• _GIVEN TASK_:
Pick out every line of the data that contains the word "mountain", and copy each of those lines in full.

┌─ DATA LINES

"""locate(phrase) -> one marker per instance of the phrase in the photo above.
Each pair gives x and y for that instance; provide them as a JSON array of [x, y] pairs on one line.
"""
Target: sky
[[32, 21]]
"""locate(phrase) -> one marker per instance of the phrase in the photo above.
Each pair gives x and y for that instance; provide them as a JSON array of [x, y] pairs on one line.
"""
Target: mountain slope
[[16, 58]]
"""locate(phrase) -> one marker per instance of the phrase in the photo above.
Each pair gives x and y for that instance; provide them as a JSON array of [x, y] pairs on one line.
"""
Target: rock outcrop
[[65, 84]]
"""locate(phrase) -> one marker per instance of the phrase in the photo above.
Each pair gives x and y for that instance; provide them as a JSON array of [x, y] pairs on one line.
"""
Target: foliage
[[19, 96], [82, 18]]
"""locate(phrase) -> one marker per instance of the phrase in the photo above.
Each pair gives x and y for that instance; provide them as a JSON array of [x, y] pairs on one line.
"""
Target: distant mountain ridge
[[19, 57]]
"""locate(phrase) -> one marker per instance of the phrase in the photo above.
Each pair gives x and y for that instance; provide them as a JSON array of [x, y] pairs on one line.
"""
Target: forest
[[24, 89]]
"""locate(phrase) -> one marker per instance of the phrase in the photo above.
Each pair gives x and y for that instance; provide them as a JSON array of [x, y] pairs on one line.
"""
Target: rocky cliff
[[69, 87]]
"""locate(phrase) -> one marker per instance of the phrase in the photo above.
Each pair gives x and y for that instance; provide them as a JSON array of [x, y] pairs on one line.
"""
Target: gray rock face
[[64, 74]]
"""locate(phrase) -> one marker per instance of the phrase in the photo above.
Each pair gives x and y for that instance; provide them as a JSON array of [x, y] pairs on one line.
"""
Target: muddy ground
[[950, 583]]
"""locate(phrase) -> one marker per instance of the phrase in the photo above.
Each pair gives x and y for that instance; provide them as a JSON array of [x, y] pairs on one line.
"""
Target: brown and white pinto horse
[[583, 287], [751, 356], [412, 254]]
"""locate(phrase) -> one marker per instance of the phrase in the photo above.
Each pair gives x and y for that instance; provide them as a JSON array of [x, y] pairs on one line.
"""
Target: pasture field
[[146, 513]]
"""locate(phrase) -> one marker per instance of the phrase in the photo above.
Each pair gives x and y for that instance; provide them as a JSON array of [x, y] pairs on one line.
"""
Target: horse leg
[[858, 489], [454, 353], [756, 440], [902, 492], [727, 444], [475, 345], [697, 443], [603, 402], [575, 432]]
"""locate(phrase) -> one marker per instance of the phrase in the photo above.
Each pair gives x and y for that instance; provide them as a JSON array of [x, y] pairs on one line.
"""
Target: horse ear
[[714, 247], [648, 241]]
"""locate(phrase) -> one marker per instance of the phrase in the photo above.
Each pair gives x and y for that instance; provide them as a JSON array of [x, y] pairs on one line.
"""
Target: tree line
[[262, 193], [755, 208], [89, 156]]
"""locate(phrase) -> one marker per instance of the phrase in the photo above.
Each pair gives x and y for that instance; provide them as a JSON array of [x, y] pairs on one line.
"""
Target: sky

└─

• _SOLUTION TO THIS PROBLEM_:
Target: mountain slope
Target: distant mountain ridge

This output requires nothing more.